== Rows ==

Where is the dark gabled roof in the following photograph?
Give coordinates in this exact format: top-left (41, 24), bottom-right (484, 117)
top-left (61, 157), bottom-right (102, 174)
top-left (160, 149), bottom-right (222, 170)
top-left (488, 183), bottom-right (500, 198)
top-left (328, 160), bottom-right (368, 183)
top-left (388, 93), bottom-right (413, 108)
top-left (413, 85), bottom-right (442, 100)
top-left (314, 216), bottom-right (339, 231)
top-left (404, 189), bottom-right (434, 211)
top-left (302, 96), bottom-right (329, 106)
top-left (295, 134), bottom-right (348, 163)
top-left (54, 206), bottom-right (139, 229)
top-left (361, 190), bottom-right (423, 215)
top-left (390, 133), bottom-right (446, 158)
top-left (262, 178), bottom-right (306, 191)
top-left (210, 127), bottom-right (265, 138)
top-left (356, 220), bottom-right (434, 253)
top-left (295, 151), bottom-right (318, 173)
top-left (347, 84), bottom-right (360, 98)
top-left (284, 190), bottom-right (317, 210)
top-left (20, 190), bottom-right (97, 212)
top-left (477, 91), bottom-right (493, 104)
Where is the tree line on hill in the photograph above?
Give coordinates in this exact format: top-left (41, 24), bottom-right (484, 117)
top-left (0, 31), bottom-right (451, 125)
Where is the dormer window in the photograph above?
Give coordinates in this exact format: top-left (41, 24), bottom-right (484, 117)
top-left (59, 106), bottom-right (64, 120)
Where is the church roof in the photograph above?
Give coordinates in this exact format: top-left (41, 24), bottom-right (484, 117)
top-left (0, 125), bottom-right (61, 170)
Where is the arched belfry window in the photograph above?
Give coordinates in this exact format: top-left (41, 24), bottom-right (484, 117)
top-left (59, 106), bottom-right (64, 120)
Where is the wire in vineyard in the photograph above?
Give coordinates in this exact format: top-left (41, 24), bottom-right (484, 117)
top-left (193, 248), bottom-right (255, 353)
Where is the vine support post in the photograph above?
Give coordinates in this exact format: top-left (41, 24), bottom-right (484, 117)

== Instruction ==
State how many lines of the preceding items contain the word "above". Give only the number.

== Written solution ==
6